### Exercise aim
Please continue the interview about judging "Great British Baking Show" from where the page text stops.

### Page text
-*-
You certainly could not have expected that in your seventies you would become a judge on "Great British Baking Show." In the book you said that you didn't think they would hire you because, I think the quote is, you didn't think that they would hire another old lady and you hadn't really even watched very much of the show. What made you decide to take that risk then and go ahead and go for it?

I mean who would resist it? Of course I said yes. I think I was just amazed by good luck. But I think the long and the short of it, what had happened was the formula had really worked with Mary Berry. It was tremendously successful. She was an absolute icon, a national treasure, we all love her. And so I thought, well Channel Four is a sort of trendy, very advanced, very woke broadcasting channel and they'll want to have some young dude, I don't know, I could think of quite a few people who would've been exactly fitted that role, but they obviously thought, no, it works with Mary, what we need, it's another old lady.

"I think that broadening the challenges is quite necessary because people's tastes have changed."

To be honest, I think Paul Hollywood had a lot to do with that because I had to have an audition, and I know that they auditioned a lot of younger people and other people, men and women, to be Paul's partner. And Paul, when we were having the audition, Paul really helped me because we were having an audition that we had to judge soda bread and brownies, nice simple things. And we walked onto the set to judge the first thing, which I think was the soda bread. And Paul, you know how confident and knowledgeable and articulate he is, he never ums, he never errs, he just goes bang and says exactly what's right and wrong about the bake in front of him, very succinctly and perfect. 

He went and did that, and he was dead right. I mean there was nothing he said that I could not agree with and there was nothing I could add. It was just perfect. So I just said, I agree, Paul is right. So then when we stopped filming, Paul said, you can't just do that. You can't just agree with me. He said, television show, you've got to get in there. So then we judged the brownies and I sort of more or less pushed him aside and told the world what I thought of the brownies. And then I got the job. Paul helped me get the job is the long and short. They must have probably asked him which of the people you've seen do you want, and he must have said me, but I think I owe it to Paul.

You talk about the formula for the show, and yet the show has evolved. It has changed in the makeup of the cast of characters in it. And over the past few years, particularly this past season, people have seen an evolution in the types of things that are the types of foods that are being made. I want to ask you what that word, bake, means to you in the context of the show and in your words.
-*-
### Dataset content
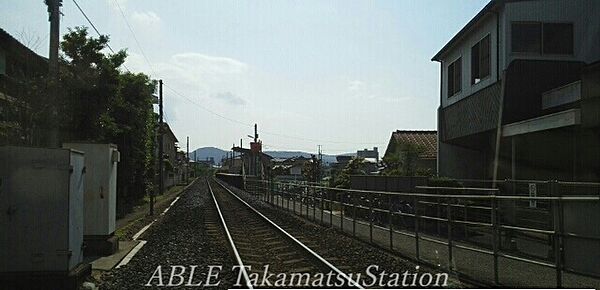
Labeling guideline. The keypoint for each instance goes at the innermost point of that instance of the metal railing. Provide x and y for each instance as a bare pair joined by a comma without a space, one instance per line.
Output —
452,218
-*-
### Reply
I see the difficulty. If by bake you mean the classical answer is a bake goes in the oven, bake is something that has been put in the oven. But I think that would stop us doing an awful lot of things. You wouldn't have, I don't know, a lot of things like trifle for example, there's some baking in it, but most of it is not baking. And so I think that broadly what we mean for a bake is either a dessert or cake or something that's been in the oven. And it can be savory, but it must be close to baking.

I mean the only times we break the rule about going in the oven is if we make a flat bread, which is made on a griddle, or on a flat frying panel or something, or crepe, but a pancake and a flatbread is quite close to baking, I think we can cheat a bit. I think that broadening the challenges is quite necessary because people's tastes have changed. I mean at the moment I've been traveling around America and Canada and everywhere I've gone, you can see how the influences of Mexico are there, there are tortillas or flat breads or tacos everywhere and they are taking the place of sandwiches. Well now a sandwich you would accept had enough baking element into it, then why would we have a sandwich and not have a taco? So I think people must just have a bit of, don't be pedantic about it. If it makes a good competition, that's fine.

I think a lot of us here in the States watched Mexico week and said it seems like maybe the UK still has a few things to learn about Mexican food. Do you think that was fair?

I agree, and I think we do have a few things to learn and we were all really upset about that because Paul, for example, had just come back from a month in Mexico where he had made a wonderful program called "Paul Eats Mexico," and he'd been around eating all sorts of, I mean obviously some tacos and some refried beans and all the things that people complained that we used, but he had also been eating all much more sophisticated Mexican food and he absolutely loves Mexican food and loves Mexico, and he'd been very influential in choosing the challenges.

What was so upsetting about it was the idea that we would somehow want to be either patronizing or mocking. The truth is that on "Bake Off," we make jokes about everything, but we certainly would never do it being anything other than friendly. People got upset because the hosts wore sombreros and ponchos. But you can't arrive in Mexico and walk through the airport without people wanting to sell you ponchos and sombreros. Yes they're clichés, but then a hot dog is a cliché and Americans don't mind if we make a hot dog.

So it's really difficult because there will always be people who just are upset by it, and I'm sorry we upset anybody. And I mean, you just think of "Bake Off," the essence of "Bake Off" is that it's friendly, it never tries to humiliate people, it's very inclusive. You only have to look at our bakers and you can see that we drive very hard to make sure that we represent the bakers of Britain or the bakers of America. They'll be every skin color, every age, every ethnic origin that exist in the country. So the thought that we should not take seriously somebody's cuisine is really upsetting, but obviously we made some mistakes.

What I really would hate to see, I'd hate to see people becoming so protective of their own cuisine that they don't like any kind of adaptation or any kind of imitation. First of all, imitation is a sign of flattery. You only want to copy somebody's cuisine or steal ideas from it because you like it. And if we are going to be very correct and say we must never do anything that could be smacks of cultural appropriation, does that mean we can't do Italian food, German food, all of American cuisine has come from somewhere else, mostly Europe. If people are going to be indignant about ever taking any ideas from any other country, that's the end of cuisine. Britain is exactly the same. Britain's cuisine is a mass of influences from outside. That's the end of my speech.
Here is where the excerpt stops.